Exercise instructions:
A - Could you rewrite the GTK+ bundles email starting with "- From: Kean" and going on through "Subject: Re: Fwd: Plans for GTK+ Bundles for win32 and win64?", putting "gtk-list" in place of "gtk-devel-list"?
B - Would you pick up the GTK+ bundles email after its final sentence and keep writing it?

Selection:
Re: Fwd: Plans for GTK+ Bundles for win32 and win64?
- From: Kean Johnston <kean johnston gmail com>
- To: Alberto Ruiz <aruiz gnome org>
- Cc: gtk-devel-list gnome org
- Subject: Re: Fwd: Plans for GTK+ Bundles for win32 and win64?
- Date: Thu, 08 Sep 2011 14:57:45 +0200
That's a really bad idea for several reasons. First, we don't have the
resources to test ABI compatibility on windows, there has been cases where
some versions have crashed windows apps.
Are you talking about ABI compatibility between varying GTK releases or
between various Windows releases? If the latter, that has almost never been
an issue. Windows is remarkably good with backwards compatibility. If the
former, that is trivially solved with better library naming (see my other
post in this thread on the topic).
Second, Windows is not as good at managing shared .dlls as Linux is. It can
become a nightmare. You need to either wire up the Side by Side plumbing or
mess with %PATH% to get things right, and both approaches have their own
set of problems.

Dataset extract:
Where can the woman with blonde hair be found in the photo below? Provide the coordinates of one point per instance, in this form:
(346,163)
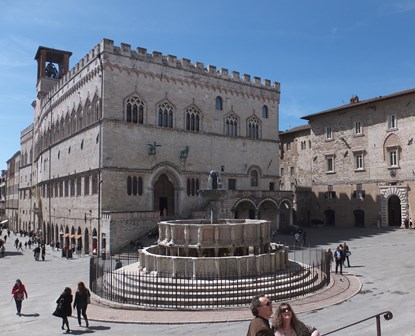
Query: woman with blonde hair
(64,303)
(286,323)
(82,299)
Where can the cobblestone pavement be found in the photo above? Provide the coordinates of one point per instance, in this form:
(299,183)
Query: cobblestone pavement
(381,262)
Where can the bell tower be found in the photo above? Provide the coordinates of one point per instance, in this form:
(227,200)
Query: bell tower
(52,64)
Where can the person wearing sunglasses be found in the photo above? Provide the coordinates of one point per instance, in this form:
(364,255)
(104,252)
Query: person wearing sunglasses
(286,323)
(261,308)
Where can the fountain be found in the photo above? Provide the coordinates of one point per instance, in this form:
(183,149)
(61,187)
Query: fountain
(205,263)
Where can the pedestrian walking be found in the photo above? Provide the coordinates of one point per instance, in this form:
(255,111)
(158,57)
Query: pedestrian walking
(82,299)
(19,292)
(36,252)
(64,308)
(43,252)
(339,258)
(347,254)
(261,308)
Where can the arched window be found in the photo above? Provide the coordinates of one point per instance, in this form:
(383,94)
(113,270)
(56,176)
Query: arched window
(129,185)
(192,119)
(188,187)
(140,185)
(265,111)
(165,115)
(135,185)
(134,110)
(218,103)
(231,125)
(254,178)
(253,128)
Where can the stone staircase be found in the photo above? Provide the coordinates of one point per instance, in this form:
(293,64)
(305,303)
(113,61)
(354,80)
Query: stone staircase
(128,285)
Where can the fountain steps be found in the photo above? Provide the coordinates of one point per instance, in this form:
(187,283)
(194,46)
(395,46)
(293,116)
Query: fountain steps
(163,292)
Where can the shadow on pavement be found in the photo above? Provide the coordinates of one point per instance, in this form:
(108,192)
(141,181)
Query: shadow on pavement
(334,235)
(97,328)
(30,315)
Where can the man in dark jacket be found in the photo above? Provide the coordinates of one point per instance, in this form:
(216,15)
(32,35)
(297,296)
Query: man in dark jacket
(261,308)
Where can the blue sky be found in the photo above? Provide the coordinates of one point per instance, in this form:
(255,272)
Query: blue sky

Answers to the exercises:
A -
- From: Kean Johnston <kean johnston gmail com>
- To: Alberto Ruiz <aruiz gnome org>
- Cc: gtk-list gnome org
- Subject: Re: Fwd: Plans for GTK+ Bundles for win32 and win64?

B -
*cough* ldconfig *cough*. Windows is no worse than other environments in
this regard. You have to have a way to inform programs where their "stuff"
is, whether its manipulating the PATH, or /etc/ld.conf (which is mainly
glibc based systems, other UNIX variants have yet other mechanisms) or
whatever. In fact Windows may even be slightly better because you can do it
in only ONE place: the registry, whereas on UNIX there are multiple ways
(if you are talking about UNIX in the broader sense and not as an alias for
Linux).
In the Qt world and other toolkits, most people just bundle their
dependencies. That's the standard and the right thing to do on Windows.
Application developers are in charge of delivering a Gtk+ (and other deps)
version that works for their app.
I highly question the "and right thing to do" part of that. Its the
expedient thing to do, its the lazy thing to do, but right? I disagree. A
large part of the entire purpose of DLL's is to make them accessible to
more than one bit of code. If your view of "bit of code" is as narrow as
your application then your statement holds true: you can have 10 .exe's in
your application all link against your own private copy of the DLL's and
you've saved some space. But there is a much broader scope and intention:
making them shared components that ALL applications can use. Like the .Net
framework or the various systems-provided DLL's. There is absolutely no
reason that GTK can't be treated exactly the same way, and it is my goal to
achieve exactly that.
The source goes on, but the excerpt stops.